## Textauszug
Wichtig ist mir noch zu sagen, dass ich hier natürlich immer nur aus eigener Erfahrung spreche. Ich verlange von niemandem, dass er alles genau so macht, wie ich es getan habe. Ich bin weder der Messias noch irgendein durchgeknallter Lifestyle-Coach, der behauptet, er hätte die Weisheit mit Löffeln gefressen. Ich bin ich. Und ihr seid ihr.

Also, legen wir los.

Morgendliche Meditation in den Hollywood Hills

KAPITEL 1

DAS FETTE KIND

Gut behütet

Vielleicht ist es für den Anfang am besten, wenn ich direkt ein Geständnis mache: Ich habe immer mal wieder das Gefühl, es wäre ein kleines Wunder, dass ich überhaupt noch hier stehe. Und dass ich sogar in der Lage bin, euch als einem Teil meiner Community von mir und meinem bisherigen Leben zu erzählen. Selbstverständlich ist die ganze Sache nämlich ganz und gar nicht und in meinem ganz speziellen Fall wirklich doppelt und dreifach nicht. Denn wäre in meinem Leben alles so gelaufen, wie es im Leben nun einmal läuft und es am wahrscheinlichsten ist, dann wäre ich schon lange tot oder säße im Knast. Doch ich lebe noch und im Gefängnis war ich bisher auch noch nicht. Na ja, zumindest nicht so richtig, aber dazu komme ich später. Jedenfalls bin ich noch da und kann euch ein wenig aus meinem bisherigen Leben erzählen. Dass das so ist, verdanke ich einer Menge harter Arbeit, Disziplin, Fleiß, vor allem aber Glück und der Hilfe, die ich auf meinem Weg von anderen bekommen habe.

Wenn ich heute an meine Kindheit denke, dann verbindet mich emotional kaum etwas mehr mit dieser Zeit. Ich habe weder besonders glückliche Erinnerungen noch fallen mir Dinge ein, die ich als besonders belastend bezeichnen würde.

Ich wurde 1987 in einen völlig normalen Berliner Haushalt hineingeboren. Mein Vater arbeitete im Außendienst und schaffte das Geld heran. Währenddessen sorgte meine Mutter als Hausfrau für mich und meine Halbschwester, die sie aus ihrer ersten Ehe mitgebracht hatte. Wir lebten in einer schönen Vierzimmerwohnung mitten in der Stadt und uns fehlte es zumindest finanziell gesehen an nichts.

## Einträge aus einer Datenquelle
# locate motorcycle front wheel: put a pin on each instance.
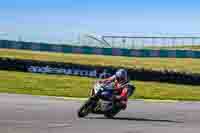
(86, 108)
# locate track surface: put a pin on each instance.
(33, 114)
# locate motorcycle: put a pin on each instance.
(96, 104)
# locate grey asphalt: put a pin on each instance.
(34, 114)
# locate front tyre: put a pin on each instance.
(85, 109)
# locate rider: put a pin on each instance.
(122, 86)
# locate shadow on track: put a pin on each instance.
(134, 119)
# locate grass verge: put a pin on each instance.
(72, 86)
(177, 64)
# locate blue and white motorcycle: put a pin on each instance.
(100, 101)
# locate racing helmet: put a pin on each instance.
(121, 75)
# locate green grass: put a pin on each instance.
(72, 86)
(180, 64)
(181, 47)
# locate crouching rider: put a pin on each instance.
(122, 88)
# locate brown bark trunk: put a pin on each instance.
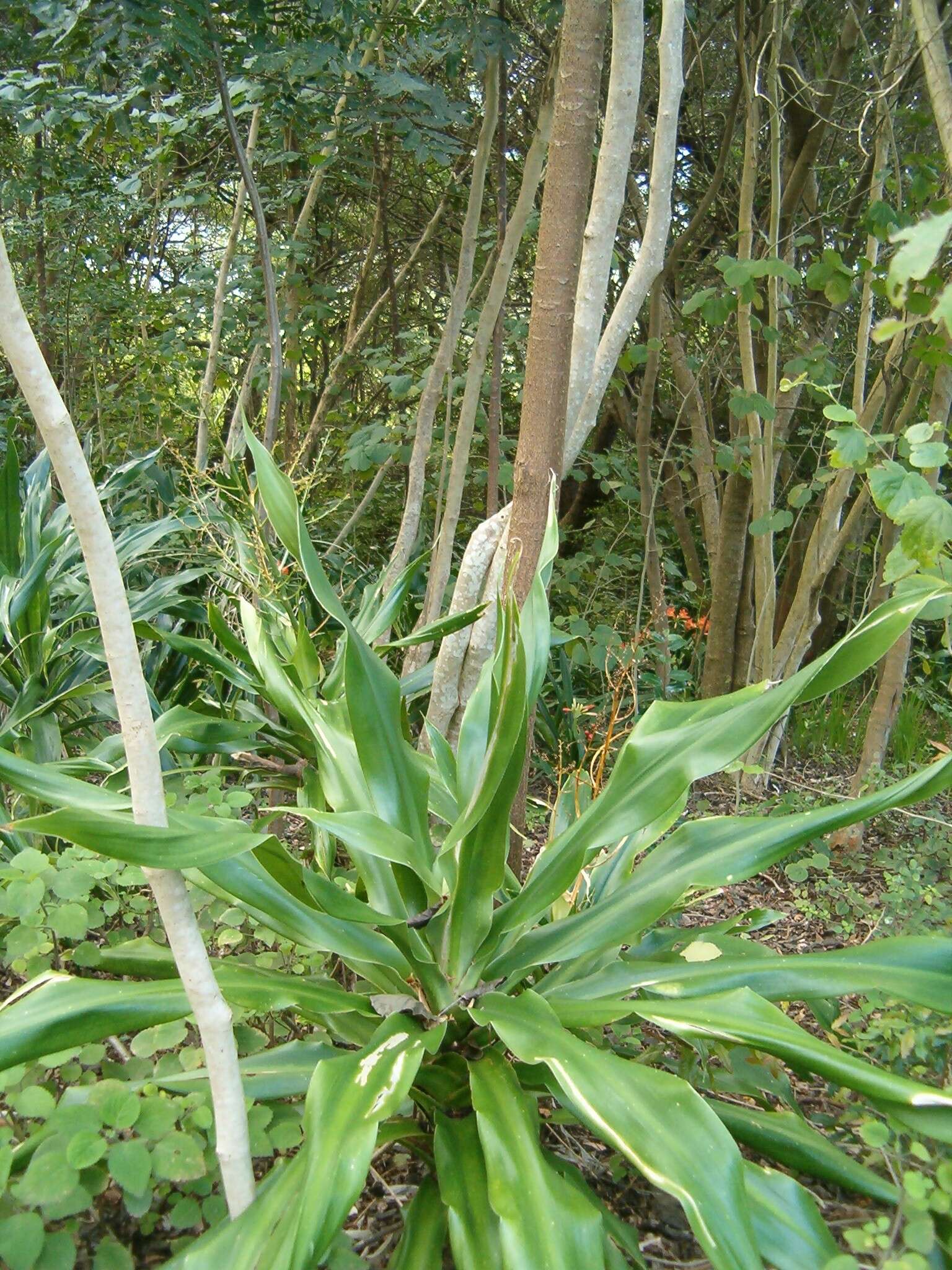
(726, 587)
(579, 497)
(674, 500)
(894, 666)
(539, 456)
(646, 484)
(558, 257)
(746, 626)
(494, 417)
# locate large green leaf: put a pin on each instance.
(742, 1018)
(363, 831)
(917, 969)
(294, 1221)
(710, 853)
(544, 1222)
(188, 840)
(787, 1226)
(786, 1137)
(677, 744)
(201, 651)
(248, 986)
(47, 784)
(461, 1170)
(282, 1072)
(438, 629)
(248, 883)
(425, 1231)
(654, 1119)
(58, 1011)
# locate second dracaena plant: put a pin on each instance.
(472, 1000)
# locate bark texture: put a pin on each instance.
(211, 1011)
(558, 258)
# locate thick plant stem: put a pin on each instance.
(211, 365)
(558, 258)
(646, 269)
(472, 388)
(494, 415)
(211, 1011)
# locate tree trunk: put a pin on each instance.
(889, 695)
(494, 417)
(211, 1011)
(211, 365)
(726, 577)
(539, 456)
(673, 497)
(443, 361)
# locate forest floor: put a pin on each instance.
(851, 898)
(899, 882)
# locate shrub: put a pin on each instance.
(471, 996)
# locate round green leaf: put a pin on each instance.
(178, 1158)
(20, 1240)
(86, 1148)
(131, 1165)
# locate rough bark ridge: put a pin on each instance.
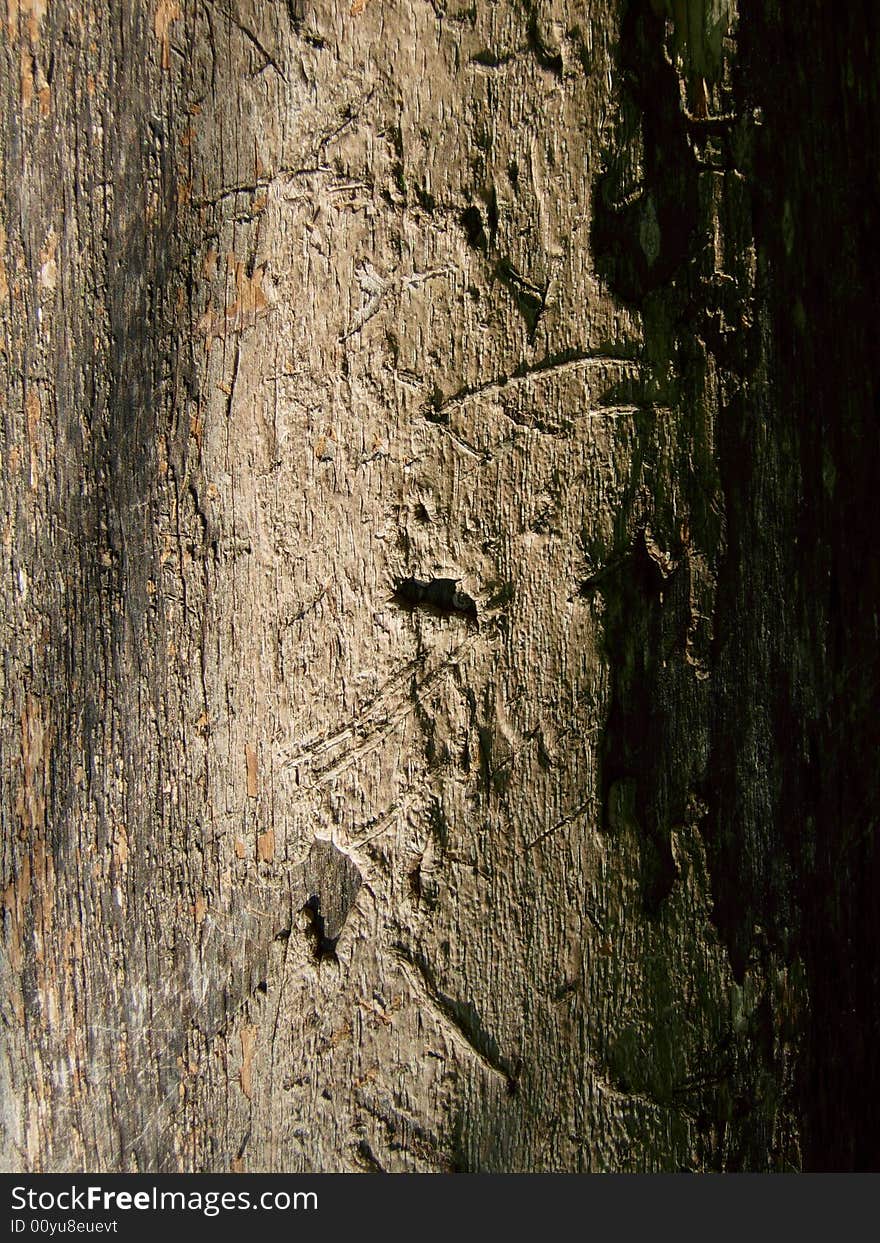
(305, 300)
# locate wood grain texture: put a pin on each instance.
(302, 300)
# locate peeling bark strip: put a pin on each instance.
(295, 295)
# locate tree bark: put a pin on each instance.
(307, 871)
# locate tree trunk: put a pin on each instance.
(571, 301)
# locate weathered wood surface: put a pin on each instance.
(302, 300)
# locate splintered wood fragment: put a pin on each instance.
(250, 757)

## Deine Aufgaben
[A] In welchem Bereich arbeitete der Vater laut dem Textauszug über die Kindheit in Berlin?
[B] Schreib den Textauszug über die Kindheit in Berlin weiter, direkt nach seinem letzten Satz.

## Erwartete Antworten
[A] Im Außendienst.

[B]
Mit einem Jahr im Garten meiner Großeltern

Mein Vater war ein richtiges Arbeitstier. Er liebte seinen Job und machte ihn, so gut er konnte. Nicht selten verließ er frühmorgens das Haus und war erst am späten Abend wieder zurück. Feste Arbeitszeiten bedeuteten ihm überhaupt nichts. Feierabend war erst, wenn die Arbeit getan war, nicht vorher. Über irgendetwas zu jammern, kam bei ihm überhaupt nicht infrage. Der Mann war und ist bis heute sehr straight und diszipliniert.

Das Verhältnis zwischen meiner Schwester und mir war gut, jedoch hatten wir im alltäglichen Leben nicht ganz so viel miteinander zu tun, was zu einem großen Teil sicher daran gelegen hatte, dass sie knapp zehn Jahre älter war als ich und in einer völlig anderen Welt lebte. Zu Hause erlebte ich sie kaum, da sie die meiste Zeit des Tages – und später auch der Nächte – irgendwo anders verbrachte. Sie gab sich allergrößte Mühe, möglichst nicht zu Hause zu sein, stromerte irgendwo draußen herum und lief regelmäßig auch für längere Zeit ganz weg. Wieso sie das tat, wusste ich damals nicht. Meine Schwester war das Sorgenkind meiner Eltern, weswegen ich relativ entspannt unter dem Radar aufwuchs. Jetzt, wo wir beide erwachsene Menschen sind, haben meine Schwester und ich ein sehr gutes Verhältnis zueinander.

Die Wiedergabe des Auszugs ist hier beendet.